CONSEGNE:
• 1. Secondo il brano sulla parità di genere, a quale scopo la Legge 162/2021 ha introdotto la certificazione della parità di genere? Rispondi in una o due frasi.
• 2. Nel brano sulla parità di genere, sostituisci "parità salariale" con "equità retributiva" e riscrivi il passo da "Vediamo di approfondire" fino a "tutela della maternità." compreso.

BRANO SELEZIONATO:
┄┄┄┄┄┄┄┄┄┄

Vediamo di approfondire il tema, capendo cosa prevedeva il nuovo Codice Appalti prima del D.L. 57/2023 e come sia stato modificato con tale correttivo.

LA CERTIFICAZIONE DELLA PARITÀ DI GENERE

La Legge 162/2021, che ha modificato il D.Lgs. 198/2006 “Codice delle Pari Opportunità”, ha apportato importanti novità in materia di pari opportunità tra uomo e donna in ambito lavorativo, introducendo anche la certificazione della parità di genere come strumento di attestazione, per le organizzazioni, di attuazione di politiche e misure volte alla riduzione del divario di genere, garantendo opportunità di crescita in azienda, parità salariale in relazione alle mansioni e tutela della maternità.

┄┄┄┄┄┄┄┄┄┄

RIGHE DI DATI:

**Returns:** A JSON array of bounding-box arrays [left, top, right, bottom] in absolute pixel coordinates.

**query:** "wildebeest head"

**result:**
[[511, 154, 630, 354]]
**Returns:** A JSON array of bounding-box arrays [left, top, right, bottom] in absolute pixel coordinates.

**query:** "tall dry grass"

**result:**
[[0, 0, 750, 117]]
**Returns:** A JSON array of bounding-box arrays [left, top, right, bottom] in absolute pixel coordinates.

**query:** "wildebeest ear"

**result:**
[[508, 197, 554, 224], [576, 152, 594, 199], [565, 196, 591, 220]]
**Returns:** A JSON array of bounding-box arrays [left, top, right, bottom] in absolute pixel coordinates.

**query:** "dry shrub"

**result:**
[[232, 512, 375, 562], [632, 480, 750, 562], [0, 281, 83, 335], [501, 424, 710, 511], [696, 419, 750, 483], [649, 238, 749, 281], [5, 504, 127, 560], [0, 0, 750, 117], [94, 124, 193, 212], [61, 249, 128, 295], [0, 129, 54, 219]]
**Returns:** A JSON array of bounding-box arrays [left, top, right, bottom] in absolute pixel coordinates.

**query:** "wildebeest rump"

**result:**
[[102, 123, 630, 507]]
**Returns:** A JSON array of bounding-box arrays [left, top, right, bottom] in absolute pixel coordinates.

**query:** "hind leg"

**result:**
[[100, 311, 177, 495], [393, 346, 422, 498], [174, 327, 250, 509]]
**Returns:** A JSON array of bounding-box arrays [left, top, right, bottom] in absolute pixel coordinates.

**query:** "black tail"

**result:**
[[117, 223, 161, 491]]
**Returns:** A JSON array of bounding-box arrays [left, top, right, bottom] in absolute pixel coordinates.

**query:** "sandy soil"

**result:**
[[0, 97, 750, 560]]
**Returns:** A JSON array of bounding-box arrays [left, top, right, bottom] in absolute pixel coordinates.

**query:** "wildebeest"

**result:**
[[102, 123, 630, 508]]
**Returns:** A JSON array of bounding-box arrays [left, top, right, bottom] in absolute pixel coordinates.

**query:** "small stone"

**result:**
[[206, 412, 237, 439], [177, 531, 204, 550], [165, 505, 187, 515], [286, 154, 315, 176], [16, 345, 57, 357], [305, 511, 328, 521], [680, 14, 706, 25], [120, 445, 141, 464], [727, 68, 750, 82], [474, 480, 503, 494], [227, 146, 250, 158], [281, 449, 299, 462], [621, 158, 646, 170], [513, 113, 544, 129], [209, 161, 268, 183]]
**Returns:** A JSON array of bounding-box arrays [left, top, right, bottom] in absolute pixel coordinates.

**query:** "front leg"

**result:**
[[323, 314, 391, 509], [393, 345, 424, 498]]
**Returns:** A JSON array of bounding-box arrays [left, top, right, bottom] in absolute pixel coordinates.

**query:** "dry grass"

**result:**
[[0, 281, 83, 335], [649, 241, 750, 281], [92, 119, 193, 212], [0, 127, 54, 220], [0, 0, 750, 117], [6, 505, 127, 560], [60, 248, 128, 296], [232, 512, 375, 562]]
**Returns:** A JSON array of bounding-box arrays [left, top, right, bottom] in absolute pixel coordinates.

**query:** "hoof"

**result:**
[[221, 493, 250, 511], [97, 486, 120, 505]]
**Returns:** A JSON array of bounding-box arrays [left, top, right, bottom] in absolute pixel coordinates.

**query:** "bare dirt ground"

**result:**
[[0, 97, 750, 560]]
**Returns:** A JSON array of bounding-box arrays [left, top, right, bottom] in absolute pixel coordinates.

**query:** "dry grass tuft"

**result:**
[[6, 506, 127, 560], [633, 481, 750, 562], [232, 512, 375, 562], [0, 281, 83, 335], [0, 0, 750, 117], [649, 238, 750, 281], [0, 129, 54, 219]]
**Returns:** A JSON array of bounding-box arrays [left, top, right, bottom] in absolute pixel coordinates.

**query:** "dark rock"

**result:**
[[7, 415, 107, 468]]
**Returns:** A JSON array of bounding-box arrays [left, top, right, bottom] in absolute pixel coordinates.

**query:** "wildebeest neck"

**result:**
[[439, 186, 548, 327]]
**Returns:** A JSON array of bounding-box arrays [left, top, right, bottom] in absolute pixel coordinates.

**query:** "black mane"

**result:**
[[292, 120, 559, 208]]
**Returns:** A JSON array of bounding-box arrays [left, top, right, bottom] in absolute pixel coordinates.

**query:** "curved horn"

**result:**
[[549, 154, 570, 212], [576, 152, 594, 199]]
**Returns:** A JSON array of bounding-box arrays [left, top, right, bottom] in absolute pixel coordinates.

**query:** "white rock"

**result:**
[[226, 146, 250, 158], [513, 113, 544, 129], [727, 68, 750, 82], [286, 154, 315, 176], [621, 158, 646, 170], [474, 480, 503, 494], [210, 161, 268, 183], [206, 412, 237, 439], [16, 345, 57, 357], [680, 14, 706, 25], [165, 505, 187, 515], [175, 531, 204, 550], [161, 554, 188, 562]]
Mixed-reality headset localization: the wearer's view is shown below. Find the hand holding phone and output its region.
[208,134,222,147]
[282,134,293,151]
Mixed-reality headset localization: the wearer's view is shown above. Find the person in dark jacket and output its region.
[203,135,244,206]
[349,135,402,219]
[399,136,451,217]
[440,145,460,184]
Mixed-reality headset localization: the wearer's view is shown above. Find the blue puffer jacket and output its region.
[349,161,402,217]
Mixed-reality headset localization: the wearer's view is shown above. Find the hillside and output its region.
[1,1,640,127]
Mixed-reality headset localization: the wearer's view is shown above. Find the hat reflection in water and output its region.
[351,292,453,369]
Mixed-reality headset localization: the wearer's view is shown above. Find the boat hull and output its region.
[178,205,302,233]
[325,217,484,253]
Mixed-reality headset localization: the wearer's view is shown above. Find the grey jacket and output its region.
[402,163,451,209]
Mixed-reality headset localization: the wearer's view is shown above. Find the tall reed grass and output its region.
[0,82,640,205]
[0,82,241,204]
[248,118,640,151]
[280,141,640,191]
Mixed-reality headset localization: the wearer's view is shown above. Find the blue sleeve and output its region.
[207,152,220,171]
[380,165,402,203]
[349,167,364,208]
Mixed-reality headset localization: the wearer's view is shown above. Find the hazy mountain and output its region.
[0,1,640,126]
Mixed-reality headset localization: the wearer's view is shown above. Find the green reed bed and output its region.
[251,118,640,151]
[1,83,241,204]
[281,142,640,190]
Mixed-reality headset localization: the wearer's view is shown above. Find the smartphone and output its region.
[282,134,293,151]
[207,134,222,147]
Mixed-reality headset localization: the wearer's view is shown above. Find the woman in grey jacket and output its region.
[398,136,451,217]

┄┄┄┄┄┄┄┄┄┄

RISPOSTE IN ORDINE:
• 1. La certificazione serve alle organizzazioni per attestare che attuano politiche e misure volte a ridurre il divario di genere. Queste misure garantiscono opportunità di crescita in azienda, parità salariale in relazione alle mansioni e tutela della maternità.

• 2.
Vediamo di approfondire il tema, capendo cosa prevedeva il nuovo Codice Appalti prima del D.L. 57/2023 e come sia stato modificato con tale correttivo.

LA CERTIFICAZIONE DELLA PARITÀ DI GENERE

La Legge 162/2021, che ha modificato il D.Lgs. 198/2006 “Codice delle Pari Opportunità”, ha apportato importanti novità in materia di pari opportunità tra uomo e donna in ambito lavorativo, introducendo anche la certificazione della parità di genere come strumento di attestazione, per le organizzazioni, di attuazione di politiche e misure volte alla riduzione del divario di genere, garantendo opportunità di crescita in azienda, equità retributiva in relazione alle mansioni e tutela della maternità.